The answer should be an exact copy of the data.

Data excerpts:
=====

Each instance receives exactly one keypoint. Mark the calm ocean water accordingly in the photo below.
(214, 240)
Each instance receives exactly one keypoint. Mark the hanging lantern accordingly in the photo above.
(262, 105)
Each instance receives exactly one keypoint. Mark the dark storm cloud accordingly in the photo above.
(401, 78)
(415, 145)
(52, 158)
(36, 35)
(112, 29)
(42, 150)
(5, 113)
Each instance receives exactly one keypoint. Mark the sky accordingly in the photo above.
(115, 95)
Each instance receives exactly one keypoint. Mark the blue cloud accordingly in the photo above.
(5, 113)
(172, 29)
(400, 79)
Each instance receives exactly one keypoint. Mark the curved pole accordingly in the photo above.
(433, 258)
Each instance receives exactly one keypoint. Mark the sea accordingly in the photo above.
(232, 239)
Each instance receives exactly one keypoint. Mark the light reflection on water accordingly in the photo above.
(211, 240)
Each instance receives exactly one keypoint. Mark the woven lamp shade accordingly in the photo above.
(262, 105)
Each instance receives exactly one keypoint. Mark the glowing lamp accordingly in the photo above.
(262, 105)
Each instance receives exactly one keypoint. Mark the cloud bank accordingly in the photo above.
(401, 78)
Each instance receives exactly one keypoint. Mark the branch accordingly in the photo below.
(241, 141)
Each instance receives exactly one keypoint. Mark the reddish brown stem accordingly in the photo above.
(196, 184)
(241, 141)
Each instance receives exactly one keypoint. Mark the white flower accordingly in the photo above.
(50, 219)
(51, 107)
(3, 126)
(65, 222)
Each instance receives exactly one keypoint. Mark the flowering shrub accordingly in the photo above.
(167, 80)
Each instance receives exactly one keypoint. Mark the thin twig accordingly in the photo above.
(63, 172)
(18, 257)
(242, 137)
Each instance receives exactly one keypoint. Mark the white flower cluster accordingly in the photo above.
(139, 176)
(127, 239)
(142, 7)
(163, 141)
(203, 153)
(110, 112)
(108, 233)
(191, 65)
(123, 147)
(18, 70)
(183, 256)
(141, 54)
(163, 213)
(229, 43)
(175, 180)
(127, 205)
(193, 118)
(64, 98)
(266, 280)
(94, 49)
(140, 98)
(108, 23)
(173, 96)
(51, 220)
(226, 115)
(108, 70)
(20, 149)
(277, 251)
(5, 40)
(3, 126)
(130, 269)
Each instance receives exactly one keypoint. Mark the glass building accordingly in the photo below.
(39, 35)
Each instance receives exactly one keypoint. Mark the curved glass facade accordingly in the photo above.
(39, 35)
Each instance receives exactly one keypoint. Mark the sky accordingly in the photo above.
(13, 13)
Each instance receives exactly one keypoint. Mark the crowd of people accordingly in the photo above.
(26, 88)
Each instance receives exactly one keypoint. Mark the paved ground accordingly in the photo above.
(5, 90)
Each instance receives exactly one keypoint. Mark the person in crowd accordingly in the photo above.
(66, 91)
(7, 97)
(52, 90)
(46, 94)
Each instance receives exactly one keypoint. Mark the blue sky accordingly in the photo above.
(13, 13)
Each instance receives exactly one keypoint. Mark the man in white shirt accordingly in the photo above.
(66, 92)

=====

SOLUTION BELOW:
Each instance receives exactly one keypoint. Mark the calm ocean water accordingly in the photo below.
(214, 240)
Each instance receives exactly one keypoint. Mark the hanging lantern accordingly in the photo above.
(262, 105)
Each instance receives exactly one keypoint. Mark the dark storm cloud accordingly in the photo above.
(401, 78)
(415, 145)
(52, 158)
(36, 35)
(112, 29)
(42, 150)
(5, 113)
Each instance receives exactly one keypoint. Mark the sky accordingly in the photo above.
(115, 95)
Each instance receives exactly one keypoint. Mark the blue cloud accordingly in the photo above.
(5, 113)
(172, 29)
(400, 79)
Each instance receives exactly one keypoint. Mark the curved pole accordingly in the photo above.
(433, 258)
Each instance receives exactly one keypoint. Mark the sea accordingly in the photo above.
(232, 239)
Each instance receives exactly one keypoint. Mark the light reflection on water accordingly in the photo above.
(211, 240)
Each instance receives exactly one keypoint. Mark the woven lamp shade accordingly in the photo above.
(262, 105)
Each instance receives exactly one keypoint. Mark the glowing lamp accordingly in the photo above.
(262, 105)
Each instance receives exactly one keypoint. Mark the cloud bank accordingly in the photo above.
(401, 78)
Each instance receives exactly one keypoint. Mark the branch accordingly in the photo below.
(241, 141)
Each instance receives exactly one keypoint. Mark the reddish brown stem accordingly in the photo above.
(196, 184)
(241, 141)
Each instance receives exactly one keypoint. Mark the white flower accordingly in the photo above.
(50, 219)
(51, 107)
(3, 126)
(65, 222)
Each instance receives exactly one keypoint. Mark the flowering shrub accordingly in the photo above.
(167, 80)
Each instance receives exactly one keypoint. Mark the thin twig accordingly in the photo above.
(63, 172)
(18, 257)
(242, 137)
Each instance receives exactly one keypoint. Mark the white flower cluster accordingly in the photo above.
(139, 176)
(127, 239)
(142, 7)
(163, 141)
(203, 153)
(110, 112)
(108, 233)
(191, 65)
(123, 147)
(18, 70)
(183, 256)
(141, 54)
(163, 213)
(229, 43)
(175, 180)
(127, 205)
(193, 118)
(64, 98)
(266, 280)
(94, 49)
(140, 98)
(108, 23)
(173, 96)
(51, 220)
(226, 115)
(108, 70)
(20, 149)
(277, 251)
(5, 40)
(3, 126)
(130, 269)
Each instance receives exactly one keypoint. Mark the glass building accordingly in the photo below.
(39, 35)
Each instance receives exactly one keypoint. Mark the curved glass facade accordingly in the photo above.
(39, 35)
Each instance receives exactly one keypoint. Mark the sky accordingly in the photo above.
(13, 13)
Each instance receives exactly one keypoint. Mark the crowd of people accordingly in the photo above.
(26, 88)
Each instance receives exactly one keypoint. Mark the paved ground accordingly in the photo above.
(5, 90)
Each instance receives exactly one keypoint. Mark the person in crowd accordingly in the photo above.
(66, 91)
(7, 97)
(52, 90)
(46, 94)
Each instance receives exactly one keypoint. Mark the blue sky accordingly in the photo above.
(13, 13)
Each instance receives exactly one keypoint. Mark the man in white shirt accordingly in the photo above.
(66, 92)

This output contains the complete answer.